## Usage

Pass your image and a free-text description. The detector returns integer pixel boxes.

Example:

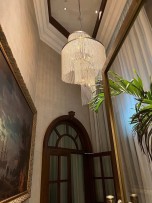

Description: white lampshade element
[61,31,106,86]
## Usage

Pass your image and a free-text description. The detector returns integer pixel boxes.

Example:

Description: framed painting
[0,27,36,203]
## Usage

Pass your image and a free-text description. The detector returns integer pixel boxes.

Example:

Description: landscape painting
[0,49,33,202]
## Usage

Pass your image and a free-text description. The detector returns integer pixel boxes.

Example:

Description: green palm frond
[89,70,152,160]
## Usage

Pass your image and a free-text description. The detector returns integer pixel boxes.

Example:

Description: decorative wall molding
[33,0,67,53]
[33,0,126,54]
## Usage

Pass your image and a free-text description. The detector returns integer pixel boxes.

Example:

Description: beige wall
[29,42,90,203]
[0,0,39,100]
[0,0,90,203]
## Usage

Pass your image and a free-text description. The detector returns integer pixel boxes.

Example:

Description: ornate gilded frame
[102,0,145,202]
[0,26,37,203]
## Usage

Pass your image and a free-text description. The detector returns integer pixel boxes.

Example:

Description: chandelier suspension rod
[78,0,82,31]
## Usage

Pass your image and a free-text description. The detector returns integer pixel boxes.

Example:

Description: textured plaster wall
[29,42,90,203]
[0,0,39,100]
[0,0,90,203]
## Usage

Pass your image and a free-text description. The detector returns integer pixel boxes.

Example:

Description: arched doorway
[41,112,93,203]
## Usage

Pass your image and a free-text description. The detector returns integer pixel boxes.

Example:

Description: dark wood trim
[92,0,107,38]
[102,0,145,74]
[41,115,92,203]
[102,0,144,202]
[47,0,107,38]
[43,115,92,152]
[56,134,79,150]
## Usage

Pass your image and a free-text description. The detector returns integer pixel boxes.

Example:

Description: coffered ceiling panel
[48,0,103,36]
[33,0,127,54]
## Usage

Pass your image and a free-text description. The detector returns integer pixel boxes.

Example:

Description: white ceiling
[33,0,127,53]
[50,0,102,35]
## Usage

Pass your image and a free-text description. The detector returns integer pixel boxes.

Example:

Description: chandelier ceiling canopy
[61,31,106,86]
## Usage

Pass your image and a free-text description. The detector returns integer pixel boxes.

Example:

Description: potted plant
[90,71,152,160]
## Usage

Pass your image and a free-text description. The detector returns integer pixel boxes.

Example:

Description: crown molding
[33,0,127,54]
[33,0,67,54]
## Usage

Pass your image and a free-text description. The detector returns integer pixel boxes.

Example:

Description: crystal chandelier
[61,31,106,86]
[61,0,106,87]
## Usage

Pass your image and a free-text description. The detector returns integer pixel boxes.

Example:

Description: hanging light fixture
[61,1,106,86]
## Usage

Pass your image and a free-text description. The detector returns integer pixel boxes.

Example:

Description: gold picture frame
[0,26,37,203]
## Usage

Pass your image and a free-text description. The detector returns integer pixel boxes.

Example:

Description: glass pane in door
[49,155,58,181]
[49,183,58,203]
[105,179,115,196]
[60,182,68,203]
[95,179,104,202]
[60,156,68,180]
[71,154,85,203]
[102,156,113,177]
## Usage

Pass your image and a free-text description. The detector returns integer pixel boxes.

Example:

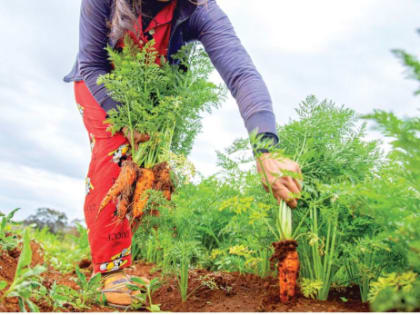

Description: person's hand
[257,153,302,208]
[122,127,150,151]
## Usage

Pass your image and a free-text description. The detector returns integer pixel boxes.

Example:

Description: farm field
[0,28,420,312]
[0,97,420,312]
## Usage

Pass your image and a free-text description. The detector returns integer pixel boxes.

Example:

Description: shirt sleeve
[189,0,277,135]
[79,0,117,111]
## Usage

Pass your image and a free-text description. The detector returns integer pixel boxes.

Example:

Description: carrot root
[132,168,155,218]
[270,240,300,303]
[96,160,137,218]
[278,251,300,303]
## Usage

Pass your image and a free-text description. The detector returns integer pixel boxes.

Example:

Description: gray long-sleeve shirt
[64,0,276,137]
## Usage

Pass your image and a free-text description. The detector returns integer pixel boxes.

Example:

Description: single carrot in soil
[96,160,138,218]
[132,168,155,218]
[278,249,300,303]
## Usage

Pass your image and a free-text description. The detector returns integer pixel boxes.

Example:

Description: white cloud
[218,0,381,54]
[0,162,85,220]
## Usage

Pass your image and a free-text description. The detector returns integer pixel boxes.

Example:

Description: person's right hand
[122,127,150,150]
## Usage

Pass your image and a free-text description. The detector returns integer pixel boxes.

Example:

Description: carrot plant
[98,36,224,168]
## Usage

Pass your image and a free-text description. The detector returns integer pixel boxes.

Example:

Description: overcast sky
[0,0,420,219]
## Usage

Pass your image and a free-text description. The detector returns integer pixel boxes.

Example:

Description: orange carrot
[132,168,155,218]
[278,249,300,303]
[96,160,137,217]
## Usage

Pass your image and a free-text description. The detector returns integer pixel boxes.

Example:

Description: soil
[0,241,369,312]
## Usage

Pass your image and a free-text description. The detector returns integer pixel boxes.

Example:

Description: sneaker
[102,270,149,308]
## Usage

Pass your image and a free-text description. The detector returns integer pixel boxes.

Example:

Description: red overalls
[74,1,176,272]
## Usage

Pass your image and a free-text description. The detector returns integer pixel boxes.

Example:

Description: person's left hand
[257,153,302,208]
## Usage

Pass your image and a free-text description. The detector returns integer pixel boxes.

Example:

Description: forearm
[79,0,117,111]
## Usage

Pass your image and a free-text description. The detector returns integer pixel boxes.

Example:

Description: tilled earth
[0,242,369,312]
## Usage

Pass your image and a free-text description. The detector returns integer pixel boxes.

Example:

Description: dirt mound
[153,270,369,312]
[0,242,369,312]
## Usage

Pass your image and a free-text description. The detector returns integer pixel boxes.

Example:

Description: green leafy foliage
[369,271,420,312]
[76,267,104,308]
[0,208,19,250]
[299,278,323,299]
[1,230,46,312]
[31,224,90,273]
[98,36,224,168]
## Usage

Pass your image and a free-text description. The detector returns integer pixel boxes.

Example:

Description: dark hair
[109,0,207,42]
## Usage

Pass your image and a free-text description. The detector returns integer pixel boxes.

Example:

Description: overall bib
[74,1,176,273]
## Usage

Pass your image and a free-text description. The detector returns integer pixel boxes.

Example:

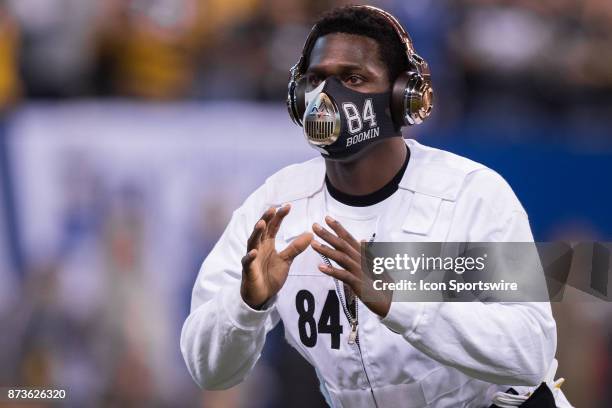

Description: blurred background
[0,0,612,408]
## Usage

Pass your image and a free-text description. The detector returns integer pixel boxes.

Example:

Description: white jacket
[181,140,556,408]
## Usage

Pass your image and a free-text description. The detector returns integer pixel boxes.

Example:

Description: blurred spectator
[0,0,20,108]
[99,0,257,99]
[6,0,99,98]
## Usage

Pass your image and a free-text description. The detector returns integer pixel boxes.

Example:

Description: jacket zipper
[334,278,378,408]
[321,233,378,408]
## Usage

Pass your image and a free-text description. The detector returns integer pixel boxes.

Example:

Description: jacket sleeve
[180,186,279,389]
[382,170,557,385]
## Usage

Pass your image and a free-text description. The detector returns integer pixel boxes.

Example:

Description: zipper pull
[349,321,357,344]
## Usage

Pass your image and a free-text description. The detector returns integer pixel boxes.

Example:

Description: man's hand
[240,204,312,309]
[310,216,391,317]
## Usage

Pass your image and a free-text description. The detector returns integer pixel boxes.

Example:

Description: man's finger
[240,249,257,271]
[312,223,359,259]
[279,232,312,262]
[247,207,276,251]
[266,204,291,238]
[247,219,266,251]
[310,240,360,271]
[319,264,359,292]
[325,215,359,252]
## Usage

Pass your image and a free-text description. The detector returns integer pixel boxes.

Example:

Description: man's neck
[325,137,407,196]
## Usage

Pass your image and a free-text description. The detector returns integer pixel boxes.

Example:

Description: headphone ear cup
[287,79,306,126]
[295,78,306,126]
[391,71,433,128]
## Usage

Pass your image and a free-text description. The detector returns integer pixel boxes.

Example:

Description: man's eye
[308,75,321,88]
[344,75,363,86]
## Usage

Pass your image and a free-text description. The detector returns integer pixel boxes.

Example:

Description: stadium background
[0,0,612,408]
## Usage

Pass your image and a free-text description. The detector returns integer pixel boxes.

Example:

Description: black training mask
[302,77,400,159]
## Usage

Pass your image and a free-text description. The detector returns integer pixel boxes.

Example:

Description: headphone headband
[287,5,433,126]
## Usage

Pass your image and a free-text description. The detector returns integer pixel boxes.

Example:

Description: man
[181,6,556,407]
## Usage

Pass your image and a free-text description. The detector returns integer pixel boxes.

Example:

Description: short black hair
[304,6,409,83]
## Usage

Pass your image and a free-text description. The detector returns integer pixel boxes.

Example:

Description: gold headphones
[287,5,433,128]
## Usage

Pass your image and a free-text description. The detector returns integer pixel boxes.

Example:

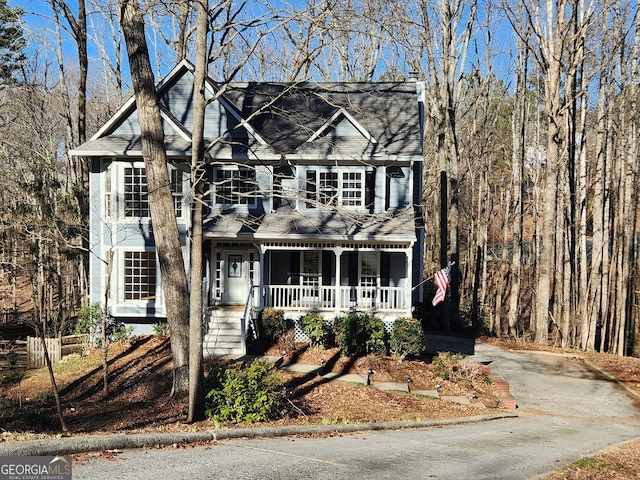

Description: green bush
[300,312,331,348]
[432,352,465,381]
[260,308,287,342]
[335,312,387,356]
[153,322,169,338]
[389,317,427,358]
[205,361,286,423]
[73,303,102,347]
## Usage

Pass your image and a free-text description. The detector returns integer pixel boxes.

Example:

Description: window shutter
[364,169,376,213]
[305,170,316,208]
[380,252,391,287]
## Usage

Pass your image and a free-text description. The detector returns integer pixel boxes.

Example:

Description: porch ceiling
[204,208,416,242]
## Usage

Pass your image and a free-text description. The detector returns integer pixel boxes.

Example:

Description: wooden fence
[27,337,62,368]
[0,335,88,368]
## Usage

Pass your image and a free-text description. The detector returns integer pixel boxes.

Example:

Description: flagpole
[411,262,456,291]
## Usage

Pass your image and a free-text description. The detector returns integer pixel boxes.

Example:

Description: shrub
[335,312,387,356]
[260,308,287,342]
[153,322,169,338]
[73,303,102,347]
[389,317,427,358]
[205,361,286,423]
[300,312,331,348]
[432,352,483,382]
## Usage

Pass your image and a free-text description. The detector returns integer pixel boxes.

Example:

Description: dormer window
[215,168,256,205]
[305,169,373,209]
[124,167,184,218]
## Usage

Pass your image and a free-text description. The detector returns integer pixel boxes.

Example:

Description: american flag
[431,265,451,307]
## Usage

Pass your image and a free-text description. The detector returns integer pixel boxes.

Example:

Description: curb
[0,413,518,456]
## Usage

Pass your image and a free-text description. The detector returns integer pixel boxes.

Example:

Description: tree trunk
[118,0,189,396]
[187,0,208,422]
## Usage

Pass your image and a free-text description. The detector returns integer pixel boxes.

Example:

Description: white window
[124,251,156,301]
[341,172,364,207]
[124,167,184,218]
[318,172,339,205]
[305,170,366,208]
[360,252,378,287]
[215,168,256,205]
[124,167,151,218]
[104,161,113,218]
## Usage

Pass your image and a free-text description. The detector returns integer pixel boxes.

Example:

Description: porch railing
[265,285,407,310]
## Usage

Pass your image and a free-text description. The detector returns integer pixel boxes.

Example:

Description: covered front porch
[205,208,422,317]
[207,241,412,315]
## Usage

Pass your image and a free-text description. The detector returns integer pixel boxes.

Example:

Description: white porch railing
[265,285,407,310]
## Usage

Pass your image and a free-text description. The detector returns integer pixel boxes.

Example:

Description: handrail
[240,279,253,352]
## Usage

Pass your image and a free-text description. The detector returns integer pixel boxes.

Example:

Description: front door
[222,252,248,303]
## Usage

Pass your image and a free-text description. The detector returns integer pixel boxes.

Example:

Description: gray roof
[204,207,416,243]
[72,62,422,160]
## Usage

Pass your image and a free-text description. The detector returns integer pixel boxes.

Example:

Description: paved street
[74,345,640,480]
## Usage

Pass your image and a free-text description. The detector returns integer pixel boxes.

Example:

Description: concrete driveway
[17,339,640,480]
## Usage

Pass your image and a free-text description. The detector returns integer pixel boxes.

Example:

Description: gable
[72,62,422,160]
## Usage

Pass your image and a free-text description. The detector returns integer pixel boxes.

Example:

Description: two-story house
[73,62,424,354]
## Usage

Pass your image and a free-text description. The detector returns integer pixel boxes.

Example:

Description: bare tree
[118,0,189,395]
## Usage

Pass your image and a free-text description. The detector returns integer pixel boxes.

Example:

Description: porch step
[202,309,246,357]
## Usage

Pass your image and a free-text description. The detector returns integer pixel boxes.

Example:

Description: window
[124,167,151,217]
[305,170,374,209]
[318,172,338,205]
[124,167,183,218]
[124,252,156,300]
[104,161,113,218]
[342,172,364,207]
[169,169,183,218]
[360,252,378,287]
[216,168,256,205]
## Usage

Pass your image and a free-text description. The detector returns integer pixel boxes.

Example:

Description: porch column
[404,247,413,314]
[254,244,267,310]
[334,247,342,314]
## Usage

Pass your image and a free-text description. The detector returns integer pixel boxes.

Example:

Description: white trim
[307,107,378,144]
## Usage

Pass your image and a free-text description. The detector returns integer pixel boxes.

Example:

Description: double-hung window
[341,172,364,207]
[306,170,366,208]
[216,168,256,205]
[124,167,184,218]
[124,251,156,301]
[124,167,151,218]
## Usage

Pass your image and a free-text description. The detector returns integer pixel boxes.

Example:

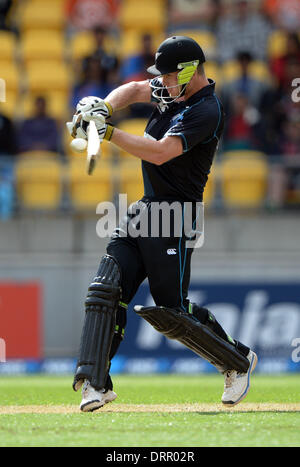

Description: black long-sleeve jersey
[142,78,224,201]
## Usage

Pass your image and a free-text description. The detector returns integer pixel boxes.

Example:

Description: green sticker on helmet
[177,60,199,85]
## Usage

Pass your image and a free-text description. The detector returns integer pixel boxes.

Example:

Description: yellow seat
[117,118,148,157]
[267,30,287,59]
[15,157,62,210]
[0,62,20,92]
[118,160,144,205]
[0,90,19,119]
[0,31,17,62]
[69,31,96,61]
[119,0,167,33]
[26,60,72,94]
[19,0,65,32]
[221,151,268,208]
[67,160,113,212]
[68,31,122,62]
[21,29,65,64]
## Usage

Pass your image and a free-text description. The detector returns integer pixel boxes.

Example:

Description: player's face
[162,71,181,97]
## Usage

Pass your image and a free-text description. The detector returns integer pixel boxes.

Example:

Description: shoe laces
[82,379,91,394]
[224,370,236,389]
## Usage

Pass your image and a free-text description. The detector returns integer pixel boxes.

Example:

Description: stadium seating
[68,31,96,61]
[18,91,69,122]
[220,60,271,83]
[26,60,72,93]
[118,159,144,205]
[0,31,17,62]
[67,31,122,62]
[0,62,20,91]
[15,154,63,210]
[66,156,113,212]
[220,151,268,208]
[119,0,167,33]
[21,29,65,64]
[19,0,65,32]
[118,29,166,59]
[267,30,287,59]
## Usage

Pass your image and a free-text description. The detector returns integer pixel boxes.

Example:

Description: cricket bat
[86,120,101,175]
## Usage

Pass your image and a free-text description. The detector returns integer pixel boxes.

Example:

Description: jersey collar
[184,78,216,105]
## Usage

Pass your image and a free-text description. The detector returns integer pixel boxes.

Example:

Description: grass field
[0,375,300,447]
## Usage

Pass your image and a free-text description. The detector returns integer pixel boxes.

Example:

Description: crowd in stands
[0,0,300,216]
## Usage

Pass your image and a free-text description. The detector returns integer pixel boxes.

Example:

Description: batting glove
[76,96,113,118]
[81,112,114,141]
[66,113,114,141]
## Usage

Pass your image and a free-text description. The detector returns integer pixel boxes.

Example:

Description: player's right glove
[66,112,114,141]
[76,96,113,118]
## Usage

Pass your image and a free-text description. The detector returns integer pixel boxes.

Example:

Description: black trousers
[98,200,249,389]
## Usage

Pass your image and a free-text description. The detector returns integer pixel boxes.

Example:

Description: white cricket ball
[71,138,87,152]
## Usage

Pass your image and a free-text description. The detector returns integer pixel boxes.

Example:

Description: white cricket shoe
[222,350,257,406]
[80,379,117,412]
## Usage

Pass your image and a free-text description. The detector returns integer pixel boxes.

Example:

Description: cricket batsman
[68,36,257,412]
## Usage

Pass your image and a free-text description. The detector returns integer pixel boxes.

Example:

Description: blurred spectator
[223,93,263,151]
[216,0,271,62]
[269,57,300,141]
[71,55,115,110]
[279,109,300,156]
[169,0,221,31]
[0,110,17,158]
[83,26,118,72]
[120,34,155,83]
[221,52,270,110]
[0,111,17,220]
[0,0,13,29]
[66,0,119,31]
[268,109,300,207]
[18,96,60,152]
[120,34,155,118]
[270,33,300,88]
[263,0,300,32]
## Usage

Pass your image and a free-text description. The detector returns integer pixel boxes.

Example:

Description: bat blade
[86,120,101,175]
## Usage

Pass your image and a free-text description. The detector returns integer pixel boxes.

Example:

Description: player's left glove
[67,112,114,141]
[76,96,113,118]
[67,96,113,140]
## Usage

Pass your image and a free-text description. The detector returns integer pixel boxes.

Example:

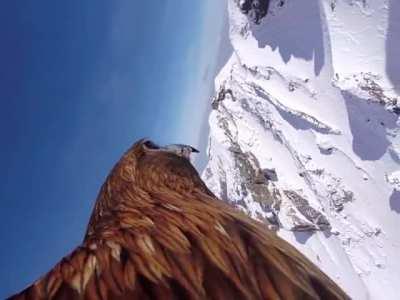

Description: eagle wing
[10,149,348,300]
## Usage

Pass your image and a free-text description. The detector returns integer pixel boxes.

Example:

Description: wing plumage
[10,142,348,300]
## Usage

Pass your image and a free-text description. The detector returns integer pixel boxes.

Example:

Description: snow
[203,0,400,299]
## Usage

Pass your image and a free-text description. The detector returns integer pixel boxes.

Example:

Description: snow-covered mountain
[203,0,400,299]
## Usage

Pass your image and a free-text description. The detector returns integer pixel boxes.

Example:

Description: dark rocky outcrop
[238,0,270,24]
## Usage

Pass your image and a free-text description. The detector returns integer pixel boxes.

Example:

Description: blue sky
[0,0,223,298]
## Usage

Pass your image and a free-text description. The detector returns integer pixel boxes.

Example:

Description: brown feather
[10,141,349,300]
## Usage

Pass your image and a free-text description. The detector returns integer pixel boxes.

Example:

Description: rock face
[203,0,400,299]
[236,0,272,24]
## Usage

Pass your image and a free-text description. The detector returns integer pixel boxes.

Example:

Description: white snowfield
[203,0,400,299]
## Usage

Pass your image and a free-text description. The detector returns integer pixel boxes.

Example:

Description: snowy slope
[203,0,400,299]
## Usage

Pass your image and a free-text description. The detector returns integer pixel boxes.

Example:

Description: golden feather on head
[10,140,349,300]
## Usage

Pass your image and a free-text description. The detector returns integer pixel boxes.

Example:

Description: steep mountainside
[203,0,400,299]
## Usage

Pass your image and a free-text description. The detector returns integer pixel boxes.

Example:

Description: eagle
[9,139,349,300]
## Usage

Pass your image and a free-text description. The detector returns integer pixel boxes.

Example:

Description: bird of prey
[9,140,349,300]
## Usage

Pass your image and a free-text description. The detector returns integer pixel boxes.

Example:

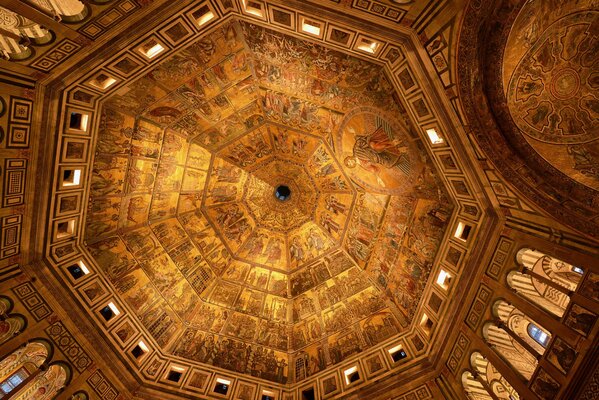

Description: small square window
[302,387,316,400]
[137,39,166,60]
[100,303,121,322]
[67,261,89,279]
[426,128,444,144]
[166,367,185,382]
[437,269,451,290]
[389,345,408,362]
[243,0,264,18]
[87,72,116,90]
[343,366,360,385]
[56,219,75,239]
[213,378,231,395]
[302,17,322,37]
[357,38,380,54]
[131,341,149,359]
[62,168,82,187]
[191,6,215,26]
[261,390,276,400]
[453,222,472,242]
[68,111,89,132]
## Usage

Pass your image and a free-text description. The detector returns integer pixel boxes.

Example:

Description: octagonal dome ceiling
[85,21,452,383]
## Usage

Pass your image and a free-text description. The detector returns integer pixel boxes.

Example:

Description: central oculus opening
[275,185,291,201]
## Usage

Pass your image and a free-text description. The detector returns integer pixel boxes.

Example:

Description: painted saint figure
[344,117,410,183]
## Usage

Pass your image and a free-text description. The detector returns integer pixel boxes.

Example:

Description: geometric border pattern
[46,321,92,372]
[12,282,52,322]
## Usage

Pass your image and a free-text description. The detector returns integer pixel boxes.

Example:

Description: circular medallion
[507,11,599,144]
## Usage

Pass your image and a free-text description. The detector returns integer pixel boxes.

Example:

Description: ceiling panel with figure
[86,20,453,383]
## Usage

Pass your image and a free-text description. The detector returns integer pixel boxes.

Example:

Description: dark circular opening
[275,185,291,201]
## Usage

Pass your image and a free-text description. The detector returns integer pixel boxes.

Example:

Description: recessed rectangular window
[453,222,472,242]
[137,39,166,60]
[262,390,276,400]
[243,0,264,18]
[88,73,116,90]
[131,341,150,359]
[389,345,408,362]
[302,18,322,36]
[100,302,121,321]
[437,269,451,290]
[302,388,316,400]
[62,168,81,187]
[420,314,433,333]
[572,266,584,275]
[358,38,379,54]
[343,366,360,385]
[67,261,89,279]
[69,111,89,132]
[213,378,231,394]
[426,128,444,144]
[56,219,75,239]
[191,6,214,26]
[166,367,185,382]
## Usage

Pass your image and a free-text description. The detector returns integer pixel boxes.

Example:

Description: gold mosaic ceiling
[86,22,452,383]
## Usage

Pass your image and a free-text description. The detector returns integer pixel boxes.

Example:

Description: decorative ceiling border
[35,0,500,398]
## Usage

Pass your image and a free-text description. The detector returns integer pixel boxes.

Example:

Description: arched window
[0,7,54,60]
[507,271,570,317]
[31,0,89,23]
[0,340,71,400]
[483,323,538,380]
[462,371,493,400]
[528,322,550,347]
[470,352,520,400]
[0,314,26,344]
[13,363,70,400]
[493,300,551,355]
[516,248,584,291]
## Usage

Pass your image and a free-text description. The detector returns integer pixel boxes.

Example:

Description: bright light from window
[302,19,320,36]
[108,302,121,316]
[528,322,550,347]
[62,169,81,187]
[243,0,264,18]
[437,269,451,289]
[144,43,164,58]
[358,39,379,54]
[426,128,444,144]
[343,366,358,385]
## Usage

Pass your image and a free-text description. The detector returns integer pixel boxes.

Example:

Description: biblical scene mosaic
[504,0,599,190]
[86,21,452,383]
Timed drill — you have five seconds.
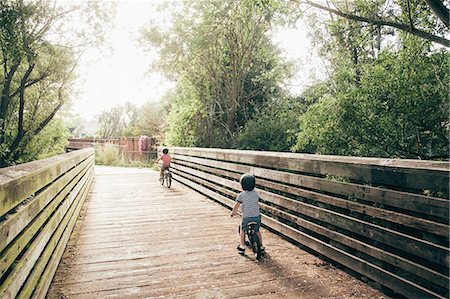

#### CONSIGNE DE L'EXERCICE
Recopiez intégralement les lignes, de la toute première jusqu'à celle qui contient « [89,70,152,160] » incluse, en mettant à l'échelle les coordonnées des boîtes englobantes des réponses : multipliez chacune par 0,35 et arrondissez à l'entier le plus proche, les demis vers le haut. Omettez les images, s'il vous plaît.

#### RÉPONSE CORRECTE
## Usage

Pass your image and a free-text description. The detector returns integer pixel boxes.

Example:


Description: white lampshade element
[21,11,37,30]
## Usage

Pass your image and a free-text description. The detector returns integer pixel boxes.

Example:

Description: framed painting
[0,9,13,71]
## Usage

Pass your image and a free-text description. The detector returns integer pixel boxes.

Example:

Description: landscape painting
[0,17,12,71]
## Usage

Pass your image and a free-text description. The detector returns integer pixel boxes.

Example:

Description: green palm frond
[31,25,53,56]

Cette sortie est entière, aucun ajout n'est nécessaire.